Majelis Hakim Pengadilan Negeri Jakarta Selatan menolak seluruh gugatan ganti rugi yang dilayangkan empat pengamen Cipulir atas kasus salah tangkap aparat penegak hukum. Hakim menolak gugatan tersebut karena materi permohonan pemohon telah kedaluwarsa.
“Hak menuntut ganti kerugian para pemohon gugur karena kedaluwarsa. Menolak permohonan para pemohon untuk seluruhnya," kata hakim tunggal Pengadilan Negeri Jakarta Selatan, Elfian, saat memimpin sidang praperadilan di Pengadilan Negeri Jakarta Selatan, Selasa (30/7).
Hakim Elfian mengatakan, gugatan ganti rugi hanya dapat dilakukan paling lama tiga bulan terhitung sejak tanggal petikan. Ia menyatakan demikian mengacu pada Pasal 7 ayat (1) Peraturan Pemerintah Nomor 92 Tahun 2015.

━━━━━━━━━━━━━━━━━━━━

Tulis kembali bagian teks tentang gugatan pengamen Cipulir, mulai dari "Majelis Hakim Pengadilan" dan terus sampai "Selatan, Selasa (30/7).", dengan mengganti "Pengadilan Negeri Jakarta Selatan" menjadi "Pengadilan Negeri Jakarta Pusat". Daftar ini tidak berkaitan dengan teks tentang gugatan pengamen Cipulir.

▶ **Cuplikan dari sebuah dataset**:
━━━━━━━━━━━━━━━━━━━━

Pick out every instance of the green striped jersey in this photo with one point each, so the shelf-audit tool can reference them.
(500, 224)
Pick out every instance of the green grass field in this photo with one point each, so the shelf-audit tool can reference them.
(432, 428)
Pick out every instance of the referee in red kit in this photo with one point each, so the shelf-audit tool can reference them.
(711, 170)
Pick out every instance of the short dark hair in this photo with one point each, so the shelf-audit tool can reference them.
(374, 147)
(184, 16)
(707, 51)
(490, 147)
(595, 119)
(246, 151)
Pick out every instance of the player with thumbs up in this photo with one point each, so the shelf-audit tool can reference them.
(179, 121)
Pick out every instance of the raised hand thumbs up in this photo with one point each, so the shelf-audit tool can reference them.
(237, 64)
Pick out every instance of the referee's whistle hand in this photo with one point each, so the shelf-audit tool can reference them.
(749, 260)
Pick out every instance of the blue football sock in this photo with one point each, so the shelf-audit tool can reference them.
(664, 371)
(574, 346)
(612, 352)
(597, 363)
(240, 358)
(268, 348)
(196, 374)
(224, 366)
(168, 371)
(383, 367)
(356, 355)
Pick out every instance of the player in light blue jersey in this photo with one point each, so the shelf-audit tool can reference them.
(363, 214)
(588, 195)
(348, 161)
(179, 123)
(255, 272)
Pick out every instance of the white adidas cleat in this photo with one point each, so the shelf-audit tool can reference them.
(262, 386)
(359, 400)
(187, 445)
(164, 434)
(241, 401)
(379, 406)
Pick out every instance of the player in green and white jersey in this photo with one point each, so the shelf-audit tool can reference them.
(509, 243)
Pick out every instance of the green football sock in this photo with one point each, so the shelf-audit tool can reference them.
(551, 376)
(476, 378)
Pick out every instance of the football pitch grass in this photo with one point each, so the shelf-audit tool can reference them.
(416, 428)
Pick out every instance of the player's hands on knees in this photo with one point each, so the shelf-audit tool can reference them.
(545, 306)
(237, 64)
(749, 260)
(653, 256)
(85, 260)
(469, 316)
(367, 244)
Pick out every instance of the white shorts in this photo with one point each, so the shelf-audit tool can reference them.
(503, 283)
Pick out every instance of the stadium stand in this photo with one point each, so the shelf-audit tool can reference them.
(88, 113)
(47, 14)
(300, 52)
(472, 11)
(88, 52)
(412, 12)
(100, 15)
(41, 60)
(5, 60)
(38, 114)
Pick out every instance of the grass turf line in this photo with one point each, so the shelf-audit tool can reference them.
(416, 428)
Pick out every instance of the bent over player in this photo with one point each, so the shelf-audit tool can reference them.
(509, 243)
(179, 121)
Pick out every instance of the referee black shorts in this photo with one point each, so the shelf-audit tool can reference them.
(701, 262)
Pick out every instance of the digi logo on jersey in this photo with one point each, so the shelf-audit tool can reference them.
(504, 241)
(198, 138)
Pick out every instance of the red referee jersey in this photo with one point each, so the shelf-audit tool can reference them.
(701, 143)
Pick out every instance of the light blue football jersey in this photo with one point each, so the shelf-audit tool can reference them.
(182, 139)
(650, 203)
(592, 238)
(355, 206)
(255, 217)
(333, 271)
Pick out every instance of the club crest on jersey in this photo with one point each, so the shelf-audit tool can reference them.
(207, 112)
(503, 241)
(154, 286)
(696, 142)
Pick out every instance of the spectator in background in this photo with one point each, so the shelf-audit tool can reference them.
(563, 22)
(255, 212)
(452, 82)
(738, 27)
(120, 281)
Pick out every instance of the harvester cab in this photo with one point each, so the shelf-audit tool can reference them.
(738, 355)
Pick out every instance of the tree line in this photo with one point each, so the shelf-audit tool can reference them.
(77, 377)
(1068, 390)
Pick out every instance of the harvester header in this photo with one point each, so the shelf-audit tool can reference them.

━━━━━━━━━━━━━━━━━━━━

▶ **JAWABAN LATIHAN**:
Majelis Hakim Pengadilan Negeri Jakarta Pusat menolak seluruh gugatan ganti rugi yang dilayangkan empat pengamen Cipulir atas kasus salah tangkap aparat penegak hukum. Hakim menolak gugatan tersebut karena materi permohonan pemohon telah kedaluwarsa.
“Hak menuntut ganti kerugian para pemohon gugur karena kedaluwarsa. Menolak permohonan para pemohon untuk seluruhnya," kata hakim tunggal Pengadilan Negeri Jakarta Pusat, Elfian, saat memimpin sidang praperadilan di Pengadilan Negeri Jakarta Pusat, Selasa (30/7).